### Document passage
__________

There’s plenty to complain about in contemporary culture. Nonetheless, I worry about the upswing in nostalgia for the Christianity of the past–for Christendom, sometimes, it seems. The nostalgia’s mainly about liturgy–the retrieval of older, more beautiful forms of the mass–but I find myself wondering whether liturgical and moral and political sensibilities can be so neatly separated. If the liturgy makes a world, what are the other aspects of that world, both good and bad?
And so she points us to “De Haeretico comburendo (1401) … a statute passed by Henry IV, prohibiting, among other things, the distribution and possession of the Bible in the vernacular.”
In the comments, she spells it out more:
The theoretical (academic, scholarly) question that interests me is the extent to which a liturgy, ritual, symbolic event) can be disentangled from the broader world view in which it is embedded. The pope is advocating a selective hermeneutic of continuity (with respect to liturgy)–but not with respect to say, doctrines on religious liberty, etc. I have my doubts that the two are so easily separable. The question isn’t how the rite “looks”–how-much brocade– the question is the symbolic encoding.

__________

### Information provided
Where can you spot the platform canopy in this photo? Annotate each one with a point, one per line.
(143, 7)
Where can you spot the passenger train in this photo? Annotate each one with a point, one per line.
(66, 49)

__________

### Task brief
In the passage on liturgical nostalgia, what did the 1401 statute passed by Henry IV prohibit, among other things?

### Solution to this exercise
The distribution and possession of the Bible in the vernacular.